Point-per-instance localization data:
****************************************

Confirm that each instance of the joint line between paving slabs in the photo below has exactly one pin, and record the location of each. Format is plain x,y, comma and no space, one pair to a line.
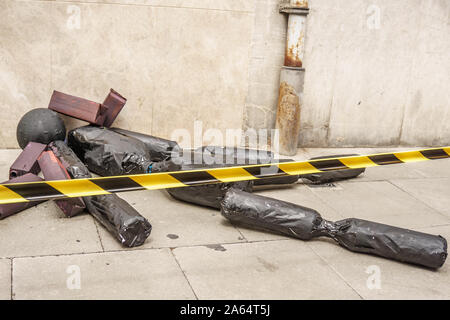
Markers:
401,189
335,271
184,274
12,291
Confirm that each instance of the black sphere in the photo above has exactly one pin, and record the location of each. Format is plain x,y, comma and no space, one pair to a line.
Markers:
40,125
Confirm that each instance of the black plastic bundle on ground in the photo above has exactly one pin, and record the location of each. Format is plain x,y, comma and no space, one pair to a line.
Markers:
354,234
126,224
108,153
331,176
159,149
234,156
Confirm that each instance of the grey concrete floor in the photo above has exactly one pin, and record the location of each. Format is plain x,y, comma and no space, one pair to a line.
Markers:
194,253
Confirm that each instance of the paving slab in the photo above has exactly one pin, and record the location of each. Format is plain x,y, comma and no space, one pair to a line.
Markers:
298,194
143,274
175,223
382,202
263,270
431,169
44,230
5,279
434,192
379,278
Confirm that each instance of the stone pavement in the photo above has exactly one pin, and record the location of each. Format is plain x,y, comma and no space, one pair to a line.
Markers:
194,253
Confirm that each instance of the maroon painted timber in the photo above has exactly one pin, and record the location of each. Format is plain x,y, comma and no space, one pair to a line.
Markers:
52,169
11,208
79,108
26,162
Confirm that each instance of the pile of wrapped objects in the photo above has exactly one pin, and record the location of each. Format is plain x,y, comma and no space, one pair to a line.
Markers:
107,151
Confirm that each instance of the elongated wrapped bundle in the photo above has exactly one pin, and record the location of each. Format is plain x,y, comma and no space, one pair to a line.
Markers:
211,195
159,149
354,234
235,156
108,153
115,214
331,176
208,195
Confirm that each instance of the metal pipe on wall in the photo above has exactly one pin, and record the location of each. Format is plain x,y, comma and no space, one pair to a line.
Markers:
290,99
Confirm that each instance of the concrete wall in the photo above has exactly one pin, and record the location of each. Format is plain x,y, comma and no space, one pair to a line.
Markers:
377,72
218,62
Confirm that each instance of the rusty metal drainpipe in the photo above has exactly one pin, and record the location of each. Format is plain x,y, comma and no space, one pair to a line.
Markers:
292,76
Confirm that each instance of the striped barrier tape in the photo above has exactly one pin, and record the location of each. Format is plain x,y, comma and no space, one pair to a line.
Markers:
46,190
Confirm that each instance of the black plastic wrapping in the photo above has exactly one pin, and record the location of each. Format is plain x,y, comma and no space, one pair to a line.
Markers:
159,149
390,242
271,214
109,153
208,195
354,234
115,214
331,176
234,156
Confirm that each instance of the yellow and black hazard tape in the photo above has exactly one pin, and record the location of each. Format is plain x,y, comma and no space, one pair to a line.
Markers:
45,190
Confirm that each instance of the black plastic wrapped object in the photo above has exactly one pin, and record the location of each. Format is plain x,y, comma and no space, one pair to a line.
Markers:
114,213
271,214
159,149
234,156
390,242
331,176
208,195
216,157
108,153
354,234
120,218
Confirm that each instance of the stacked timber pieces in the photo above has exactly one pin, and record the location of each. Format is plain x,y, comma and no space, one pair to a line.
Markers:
36,158
101,114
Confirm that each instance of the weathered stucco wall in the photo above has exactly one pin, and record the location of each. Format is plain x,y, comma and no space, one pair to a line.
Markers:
377,71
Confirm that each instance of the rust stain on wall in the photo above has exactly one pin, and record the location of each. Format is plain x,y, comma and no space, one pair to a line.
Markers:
288,119
301,3
292,59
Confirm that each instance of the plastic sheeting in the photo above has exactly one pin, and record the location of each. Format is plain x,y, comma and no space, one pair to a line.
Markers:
354,234
107,153
331,176
159,149
115,214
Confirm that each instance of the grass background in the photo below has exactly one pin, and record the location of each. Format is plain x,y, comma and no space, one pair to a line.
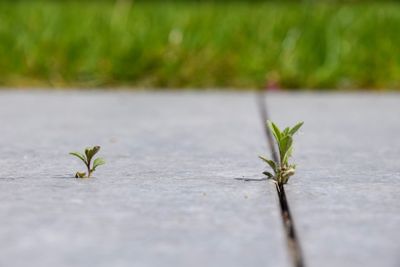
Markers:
186,44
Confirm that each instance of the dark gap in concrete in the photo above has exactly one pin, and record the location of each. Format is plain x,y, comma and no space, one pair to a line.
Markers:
288,222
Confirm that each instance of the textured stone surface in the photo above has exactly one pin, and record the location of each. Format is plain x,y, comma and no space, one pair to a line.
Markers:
345,197
166,197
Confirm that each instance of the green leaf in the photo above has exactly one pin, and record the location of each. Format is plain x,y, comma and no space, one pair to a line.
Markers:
268,174
296,128
271,163
97,162
286,131
275,130
79,155
90,152
285,147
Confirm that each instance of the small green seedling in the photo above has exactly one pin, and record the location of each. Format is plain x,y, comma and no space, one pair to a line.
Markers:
284,139
87,159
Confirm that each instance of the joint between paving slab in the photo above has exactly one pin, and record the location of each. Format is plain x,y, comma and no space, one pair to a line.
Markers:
293,242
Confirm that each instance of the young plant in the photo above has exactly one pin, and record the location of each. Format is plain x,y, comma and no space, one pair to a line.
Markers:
281,168
87,159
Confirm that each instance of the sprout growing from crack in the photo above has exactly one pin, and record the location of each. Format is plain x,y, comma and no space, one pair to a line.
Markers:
284,139
87,159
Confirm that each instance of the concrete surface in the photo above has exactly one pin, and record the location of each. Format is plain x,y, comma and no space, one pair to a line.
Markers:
166,197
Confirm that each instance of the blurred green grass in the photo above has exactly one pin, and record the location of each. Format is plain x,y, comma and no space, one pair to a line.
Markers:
200,44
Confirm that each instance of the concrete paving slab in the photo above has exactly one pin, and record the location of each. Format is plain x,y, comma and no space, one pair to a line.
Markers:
345,197
166,197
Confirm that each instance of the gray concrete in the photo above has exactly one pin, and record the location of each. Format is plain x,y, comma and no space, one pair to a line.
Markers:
167,195
345,197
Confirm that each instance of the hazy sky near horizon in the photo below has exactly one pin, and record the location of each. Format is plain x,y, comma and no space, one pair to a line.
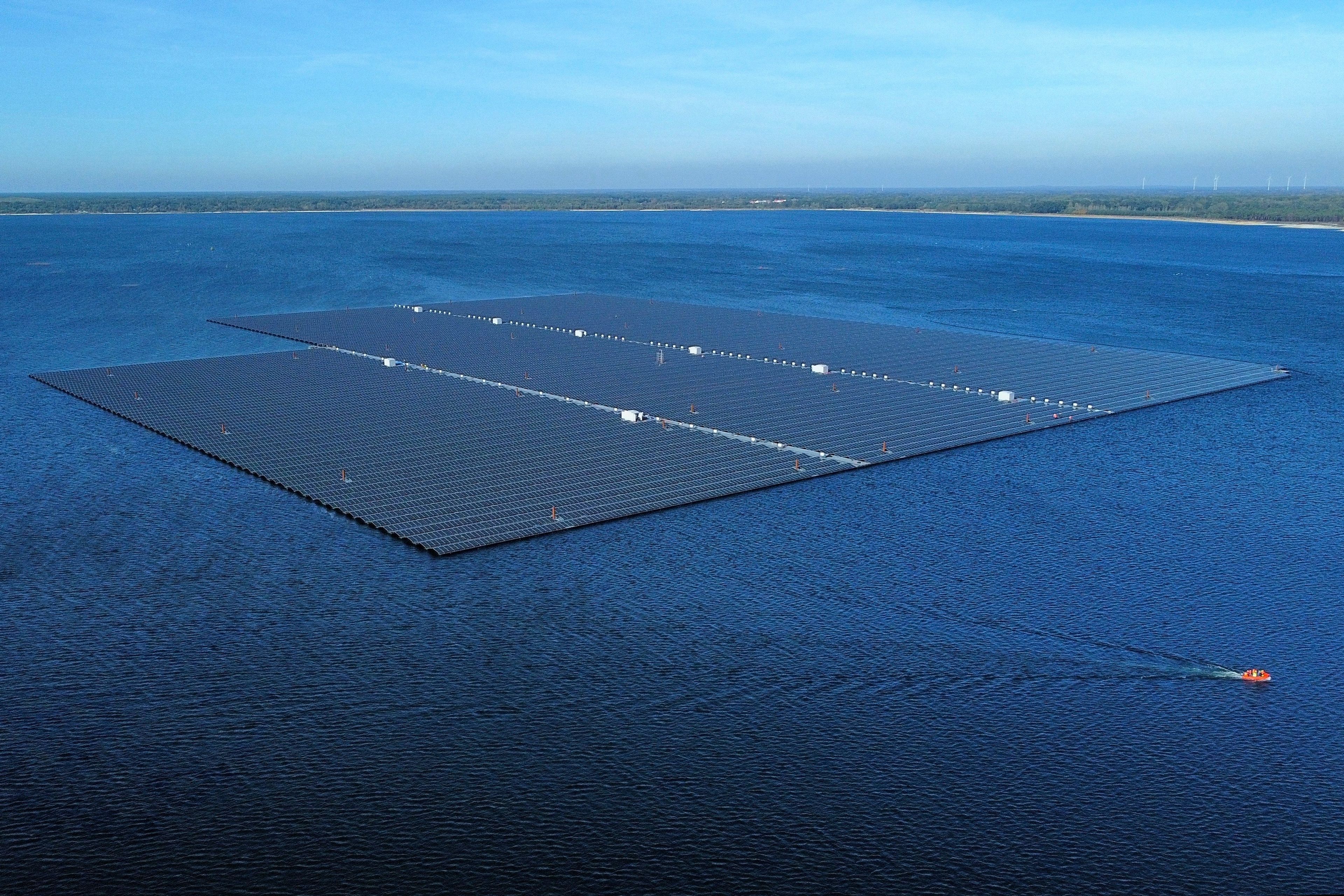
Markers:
454,96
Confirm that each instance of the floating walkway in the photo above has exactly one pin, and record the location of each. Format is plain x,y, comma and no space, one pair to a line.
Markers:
471,424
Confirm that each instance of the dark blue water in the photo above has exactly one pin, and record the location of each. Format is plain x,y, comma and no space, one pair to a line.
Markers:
996,670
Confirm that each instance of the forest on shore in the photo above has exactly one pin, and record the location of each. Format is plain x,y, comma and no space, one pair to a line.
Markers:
1318,206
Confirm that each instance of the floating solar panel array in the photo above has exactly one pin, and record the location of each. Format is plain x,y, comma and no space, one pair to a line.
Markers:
471,424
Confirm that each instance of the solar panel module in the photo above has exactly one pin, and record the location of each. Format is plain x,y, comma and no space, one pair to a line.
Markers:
443,463
471,424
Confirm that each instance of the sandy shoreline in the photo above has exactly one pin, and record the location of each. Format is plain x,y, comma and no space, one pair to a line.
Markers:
906,211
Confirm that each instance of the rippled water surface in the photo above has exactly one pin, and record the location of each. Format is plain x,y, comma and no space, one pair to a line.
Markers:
998,670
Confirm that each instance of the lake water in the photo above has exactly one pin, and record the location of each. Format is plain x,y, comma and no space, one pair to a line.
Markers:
994,670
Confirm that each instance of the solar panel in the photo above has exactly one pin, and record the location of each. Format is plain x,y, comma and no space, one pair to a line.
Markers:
471,424
862,413
443,463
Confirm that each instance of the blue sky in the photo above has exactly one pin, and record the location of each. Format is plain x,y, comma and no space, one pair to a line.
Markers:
413,96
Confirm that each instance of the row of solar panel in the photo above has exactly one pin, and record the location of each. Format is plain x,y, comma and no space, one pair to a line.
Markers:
441,463
1105,377
866,418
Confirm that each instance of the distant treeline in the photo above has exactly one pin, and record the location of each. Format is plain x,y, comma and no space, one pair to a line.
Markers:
1324,206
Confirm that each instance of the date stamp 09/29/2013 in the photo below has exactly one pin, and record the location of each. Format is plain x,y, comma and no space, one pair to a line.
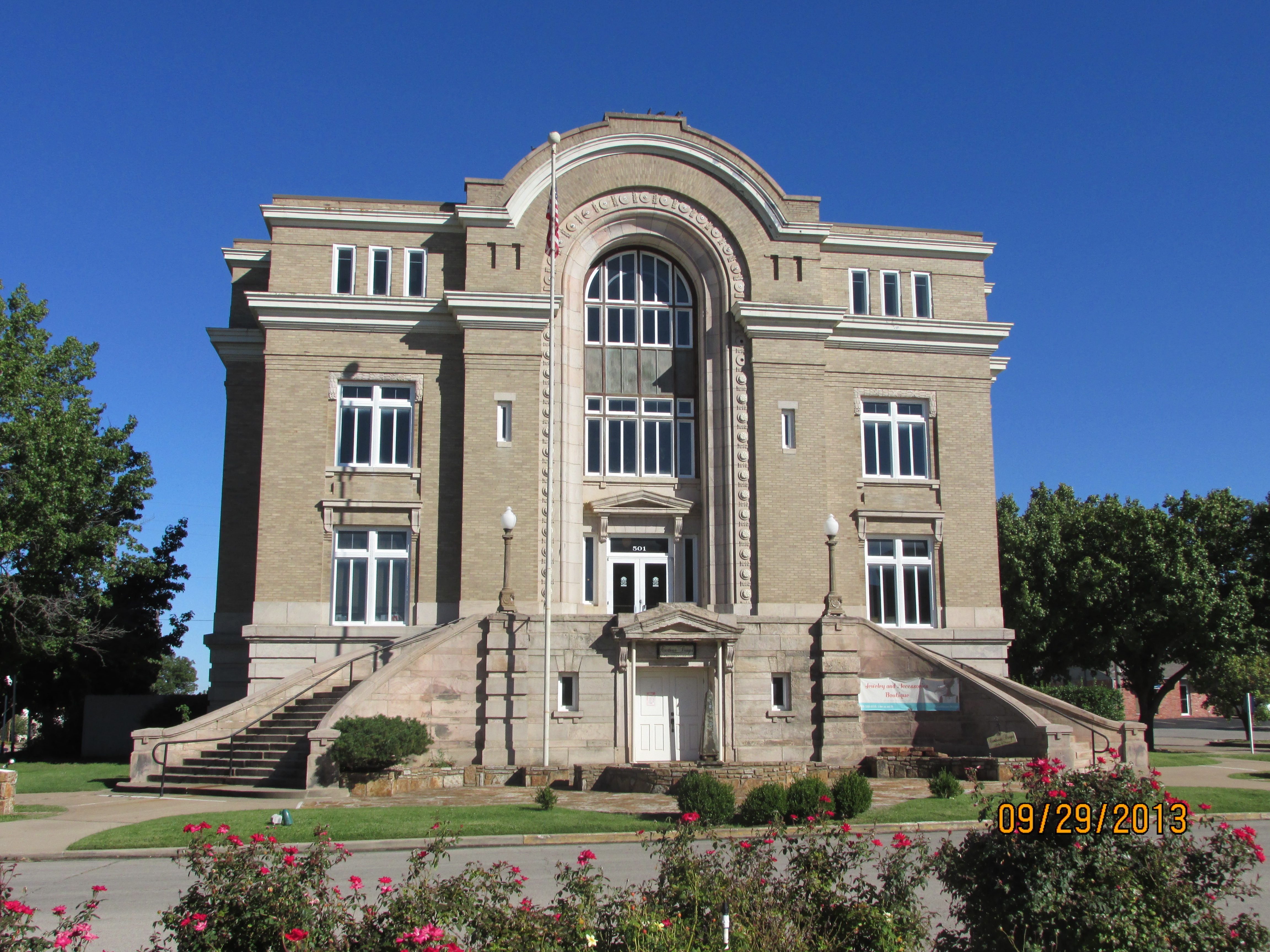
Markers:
1072,819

****************************************

• Task brief
Leaving the pictures out, give back each line above exactly.

• Your solution
Confirm that each instance of the joint line between paving slabs in the photo below has exactly one pin, and record the location of each. Format is plain x,y, comma and no space, one pair to a line.
Markers:
401,189
335,271
184,274
12,291
Confirm that each instance of the black sphere in the photo above has exactly one pin, and record the location of each. Format is plain x,y, comma and no space, one pair to a line.
Markers:
40,125
Confirm that each instance of the black plastic bundle on ground in the photo above has exactly one pin, and record the location of each. Format is plain x,y, comma and no space, one pair to a line.
Markers:
354,234
126,224
108,153
331,176
159,149
234,156
Confirm that each instance of the grey concrete floor in the photo above has exactly one pin, and record the location of each. Format is plain x,y, comma and no space, one pair to a line.
Markers:
194,253
Confirm that each instance of the paving slab in the photo above has exactly one pin, and record the location of each. Format is plain x,y, comma and no space, one pair to a line.
Markers:
298,194
143,274
175,223
382,202
263,270
431,169
44,230
5,279
434,192
379,278
Confirm that each instance of the stone pavement in the photo above has exactly one pin, and record the location of each. Format is plain x,y, comma and no space, one pair to a line.
Markers:
194,253
Confirm that each instance of the maroon painted timber in the photo above has exactly one pin, and record the location of each. Format is plain x,y, comma and no space, one pair to a line.
Markers:
52,169
11,208
79,108
26,162
Confirm that each instance of the pile of wrapped objects in the photo above has exactly one pin, and record the location of each. Format is plain x,y, comma and no space, one pair to a line.
Markers:
107,151
Confirm that each instance of the elongated wrapped bundle in the photo above has exactly one pin, and record the location of each. Format is plain x,y, comma and no space, one pair to a line.
Markers:
211,195
159,149
354,234
235,156
108,153
115,214
331,176
208,195
Confirm that each instance of the metal pipe on wall in the photo above has exactly one pin, and record the location of each. Format is plain x,y, comma and no space, one pair to a line.
Markers:
290,99
Confirm that each instance of the concrete wall in the photo above has exactly one pin, and record the location of each. Format is plain x,y, comma and no space, one pair to a line.
Markers:
377,72
218,62
Confirm that each instance of the rusty metal drainpipe in the photo above has exactly one pin, and record the location of each. Format is plain x,y, comma and no space, one pair to a line.
Markers:
292,76
Confirm that each instance of the striped barrier tape in the photo above has exactly one pin, and record the location of each. Format is plain x,y, comma and no space, one pair to a line.
Markers:
46,190
Confirm that each instance of the black plastic wrapping in the photo above has exactly one pin, and record the location of each. Format is plain x,y, comma and no space, one pair to a line.
Markers:
159,149
390,242
271,214
109,153
208,195
354,234
115,214
331,176
234,156
Confirm that each instance of the yellow and black hazard tape in the photo above has exactly one pin, and record the location of each. Format is plain x,y, comma and no space, one pair to a line.
Markers:
45,190
Confirm that each instance of the black plastic wrapped object in the photo above has exactly one pin, and record the location of each. Format is plain x,y, comma and no space, one pair to a line.
Markers:
114,213
271,214
159,149
234,156
390,242
331,176
208,195
216,157
108,153
354,234
120,218
Confirm that each instance of the stacked timber pieces in the photo above has exactly one pin, and record the location of each. Format is plain x,y, comma and no space, one pair to a line.
Markers:
36,158
101,114
Confirm that each instance of the weathered stucco wall in the photo above has exactly one pin, and record the location of each. Format is plain x,y, comma and no space, one pair to a line.
Markers:
377,71
Confirm that each instance of the rust stain on wall in the photo above has exactly one pin, and record the location of each. Format is plain x,y, comma and no space, one pair to a line.
Markers:
288,119
301,3
292,59
Confirm that each instance of the plastic sheeting in the photo above has exactly one pin, and record the location of each. Format is plain x,y, comma and no space, one pair to a line.
Markers:
354,234
107,153
331,176
159,149
115,214
Confirm that each instance of the grass background in the photo below has exactly one pin, and record the location of each. Format is plain x,y, comma and no space, one pair to a line.
Markers:
186,44
Confirm that each instance of the dark gap in concrete in the photo above has exactly one pin, and record the location of each. Format is plain x,y, comma and no space, one pair to a line.
Markers:
288,222
Confirm that each instance of the textured stone surface in the photo above has exactly one pin, and record the location of each. Format is plain x,y, comma and no space, one pair to a line.
Markers:
345,197
166,197
Confirm that each instance of the green leaf in the photo above has exactly one pin, and record the location of each. Format is plain x,y, comma and no space, one pair to a line.
Markers:
268,174
296,128
271,163
97,162
286,131
275,130
79,155
90,152
285,147
Confirm that each instance of the small green seedling in the photo above has exactly one pin, and record the location of each. Format is plain x,y, comma and no space, one pair to a line.
Markers:
284,139
87,159
Confirm that each instance of the joint between paving slab in the photo above has exactly one pin, and record the location of each. Format is plain x,y, comma and no space, one pair to a line.
Markers:
293,242
Confirm that each instance of the young plant in the photo above has exactly one pin, and record the location of each. Format is plain x,y, comma and no space, one pair to a line.
Markers:
281,168
87,159
Confirm that each instance of the sprout growing from crack in the photo above has exactly one pin, and record the location of each. Format is plain x,y, comma and no space, one pair to a line.
Markers:
284,139
87,159
Confirm that each instance of the concrete surface in the photo above has exactly one pin, and record the location of each. Format is plain x,y, comma and no space, one pair to a line.
Markers:
166,197
Confirm that each instance of the blurred green grass in the photo above has exactly one pin, and record the location of each. Format is plain x,y, comma and no space, one pair to a line.
Markers:
200,44
Confirm that each instance of the concrete paving slab in the photo above has exactly one pin, and record the location of each. Format is plain x,y, comma and no space, one pair to a line.
Markers:
345,197
166,197
Confirm that each instance of the gray concrete in the photo above has exactly one pin, and record the location of each. Format is plain x,y, comma and no space, one pair to a line.
Markers:
167,195
345,197
Confirm that each instance of the hazy sky near horizon in the photo below has exactly one pin, and record the location of each. Format is plain x,y, comma and no space, one pair to a line.
Markers:
454,96
Confirm that each instance of the floating walkway in the photo above has exactly one pin, and record the location of each. Format is plain x,y, comma and no space, one pair to a line.
Markers:
471,424
Confirm that each instance of the dark blue water in the photo above has exactly one pin, and record the location of each. Format is plain x,y, comma and no space, one pair to a line.
Markers:
996,670
Confirm that each instance of the forest on shore in the photo above has exactly one pin, and record the location of each. Format is plain x,y, comma and no space, one pair to a line.
Markers:
1318,206
Confirm that each instance of the floating solar panel array in the photo above has exactly one pin, and record the location of each. Format is plain x,y, comma and no space, one pair to a line.
Markers:
471,424
Confirm that each instance of the solar panel module in the photo above has exactly one pin, and record the location of each. Format is plain x,y, comma and no space, one pair to a line.
Markers:
443,463
471,424
Confirm that each instance of the sandy shoreline in the photo above has exactly one pin, and record the location of each. Format is plain x,y, comma and no space, one pair to a line.
Markers:
906,211
Confirm that each instance of the rippled water surface in the photo above has exactly one pin, and record the location of each. Format is plain x,y, comma and no space, one pair to a line.
Markers:
998,670
Confirm that each instance of the lake water in the photo above has exactly one pin, and record the location of each. Format is plain x,y, comma and no space, one pair to a line.
Markers:
994,670
Confirm that each instance of the solar panel in the photo above has exactly one pin, and record the location of each. Format is plain x,y, comma and no space, one pair to a line.
Markers:
471,424
862,413
443,463
Confirm that each instance of the blue sky in the photo above has exactly one pin, and record the location of each. Format is plain x,y, comma and no space, one pair to a line.
Markers:
413,96
Confirm that each instance of the row of solar panel in the photo above has exactly one pin, and record the location of each. Format is plain x,y, comma and no space, one pair to a line.
Markers:
441,463
1105,377
866,418
Confirm that each instance of the distant treeline in the photo above has exactly one pin, and record the location of each. Format is plain x,y, comma and no space, one pair to a line.
Markers:
1324,206
Confirm that each instance of the date stamp 09/29/2013 in the photo below has exactly one pin, and record the location of each. Format is plain x,y, comma and no space, one pair to a line.
Markers:
1072,819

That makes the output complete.